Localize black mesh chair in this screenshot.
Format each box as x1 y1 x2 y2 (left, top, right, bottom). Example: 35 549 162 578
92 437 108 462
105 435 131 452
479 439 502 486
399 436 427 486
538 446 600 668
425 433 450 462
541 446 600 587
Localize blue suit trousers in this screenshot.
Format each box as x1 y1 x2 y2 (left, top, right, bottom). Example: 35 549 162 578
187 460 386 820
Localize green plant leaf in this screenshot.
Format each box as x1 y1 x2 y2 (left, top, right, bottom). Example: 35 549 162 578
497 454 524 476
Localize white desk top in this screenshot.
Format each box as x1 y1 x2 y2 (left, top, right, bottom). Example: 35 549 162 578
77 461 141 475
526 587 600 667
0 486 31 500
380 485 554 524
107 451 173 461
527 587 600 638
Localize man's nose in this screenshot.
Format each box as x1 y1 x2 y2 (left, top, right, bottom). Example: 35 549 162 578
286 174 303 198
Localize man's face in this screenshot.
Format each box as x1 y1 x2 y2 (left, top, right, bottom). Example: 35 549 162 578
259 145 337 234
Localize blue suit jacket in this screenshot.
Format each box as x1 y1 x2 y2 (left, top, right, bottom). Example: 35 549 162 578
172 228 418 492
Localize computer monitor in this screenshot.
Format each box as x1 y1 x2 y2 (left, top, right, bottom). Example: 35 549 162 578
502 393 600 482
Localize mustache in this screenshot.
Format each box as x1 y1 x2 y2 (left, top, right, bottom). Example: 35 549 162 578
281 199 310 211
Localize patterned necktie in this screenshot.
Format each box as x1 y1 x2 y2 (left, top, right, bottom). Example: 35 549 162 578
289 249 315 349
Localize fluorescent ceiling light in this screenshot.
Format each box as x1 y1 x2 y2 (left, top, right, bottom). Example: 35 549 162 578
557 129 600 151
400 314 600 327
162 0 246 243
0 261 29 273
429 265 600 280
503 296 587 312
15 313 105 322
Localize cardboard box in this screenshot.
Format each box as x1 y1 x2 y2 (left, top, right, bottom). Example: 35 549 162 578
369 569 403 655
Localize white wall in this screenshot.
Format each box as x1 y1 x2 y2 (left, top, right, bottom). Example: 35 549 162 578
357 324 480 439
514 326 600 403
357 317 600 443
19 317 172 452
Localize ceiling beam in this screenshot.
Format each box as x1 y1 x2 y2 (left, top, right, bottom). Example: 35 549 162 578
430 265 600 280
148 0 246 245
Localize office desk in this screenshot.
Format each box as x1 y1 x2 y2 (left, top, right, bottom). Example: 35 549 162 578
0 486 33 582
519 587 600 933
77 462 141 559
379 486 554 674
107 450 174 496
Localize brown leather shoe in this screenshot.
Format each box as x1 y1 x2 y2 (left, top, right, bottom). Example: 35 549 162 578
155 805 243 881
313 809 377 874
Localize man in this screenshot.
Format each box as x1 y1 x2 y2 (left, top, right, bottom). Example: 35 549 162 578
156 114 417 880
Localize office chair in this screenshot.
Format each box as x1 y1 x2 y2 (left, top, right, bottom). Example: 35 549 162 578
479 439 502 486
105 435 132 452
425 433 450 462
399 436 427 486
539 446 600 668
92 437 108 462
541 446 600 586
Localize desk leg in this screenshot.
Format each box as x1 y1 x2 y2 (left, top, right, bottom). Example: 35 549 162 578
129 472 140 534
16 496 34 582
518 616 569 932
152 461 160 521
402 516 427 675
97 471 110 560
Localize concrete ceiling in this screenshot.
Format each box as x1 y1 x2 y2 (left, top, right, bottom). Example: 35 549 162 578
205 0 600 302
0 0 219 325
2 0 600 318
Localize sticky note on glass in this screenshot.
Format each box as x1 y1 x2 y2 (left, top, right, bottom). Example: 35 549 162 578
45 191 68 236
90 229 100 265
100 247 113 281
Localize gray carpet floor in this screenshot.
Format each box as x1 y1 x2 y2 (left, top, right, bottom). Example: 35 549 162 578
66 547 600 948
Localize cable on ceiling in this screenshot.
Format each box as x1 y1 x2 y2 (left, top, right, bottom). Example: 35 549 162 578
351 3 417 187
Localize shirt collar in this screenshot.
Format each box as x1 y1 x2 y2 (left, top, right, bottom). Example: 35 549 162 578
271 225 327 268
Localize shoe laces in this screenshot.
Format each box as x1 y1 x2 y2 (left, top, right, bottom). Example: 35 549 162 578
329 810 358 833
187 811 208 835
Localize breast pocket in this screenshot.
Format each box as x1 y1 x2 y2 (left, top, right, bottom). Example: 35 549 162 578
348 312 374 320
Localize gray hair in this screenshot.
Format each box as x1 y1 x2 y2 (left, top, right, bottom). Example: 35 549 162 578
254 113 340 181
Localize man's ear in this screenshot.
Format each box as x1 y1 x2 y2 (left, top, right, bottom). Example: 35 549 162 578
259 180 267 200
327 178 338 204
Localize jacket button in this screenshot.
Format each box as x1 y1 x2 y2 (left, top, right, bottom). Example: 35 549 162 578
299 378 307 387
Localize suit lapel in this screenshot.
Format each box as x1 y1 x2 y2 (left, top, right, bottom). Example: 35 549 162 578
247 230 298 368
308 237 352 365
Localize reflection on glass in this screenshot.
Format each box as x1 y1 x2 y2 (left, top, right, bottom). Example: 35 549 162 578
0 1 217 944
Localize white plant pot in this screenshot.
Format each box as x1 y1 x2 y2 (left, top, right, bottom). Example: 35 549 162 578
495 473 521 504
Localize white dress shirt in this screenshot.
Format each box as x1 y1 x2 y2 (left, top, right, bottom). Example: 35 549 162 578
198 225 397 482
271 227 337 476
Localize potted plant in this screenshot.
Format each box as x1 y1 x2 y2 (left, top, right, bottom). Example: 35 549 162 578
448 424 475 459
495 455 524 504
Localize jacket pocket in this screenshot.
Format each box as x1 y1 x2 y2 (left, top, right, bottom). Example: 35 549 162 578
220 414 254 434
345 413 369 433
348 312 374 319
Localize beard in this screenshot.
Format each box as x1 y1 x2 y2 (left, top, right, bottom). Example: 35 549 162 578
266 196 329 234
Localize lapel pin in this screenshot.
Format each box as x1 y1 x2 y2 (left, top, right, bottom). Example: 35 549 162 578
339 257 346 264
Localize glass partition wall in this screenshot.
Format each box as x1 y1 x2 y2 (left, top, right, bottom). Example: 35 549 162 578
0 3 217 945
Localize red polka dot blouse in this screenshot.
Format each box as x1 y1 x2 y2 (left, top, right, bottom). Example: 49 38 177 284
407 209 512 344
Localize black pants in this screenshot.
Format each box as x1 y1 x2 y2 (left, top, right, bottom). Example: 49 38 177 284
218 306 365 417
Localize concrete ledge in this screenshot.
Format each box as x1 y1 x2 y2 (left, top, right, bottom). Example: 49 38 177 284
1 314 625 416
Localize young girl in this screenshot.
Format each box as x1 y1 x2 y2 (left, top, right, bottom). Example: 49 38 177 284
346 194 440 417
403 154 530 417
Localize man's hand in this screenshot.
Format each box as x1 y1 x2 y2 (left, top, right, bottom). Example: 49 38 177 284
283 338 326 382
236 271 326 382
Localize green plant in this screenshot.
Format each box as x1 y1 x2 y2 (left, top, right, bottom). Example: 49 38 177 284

Exercise objective >> Copy out each line of the records above that includes "gray".

Result of the exercise >>
Localize gray carpet floor in this screenshot.
Localize gray hair in this screenshot.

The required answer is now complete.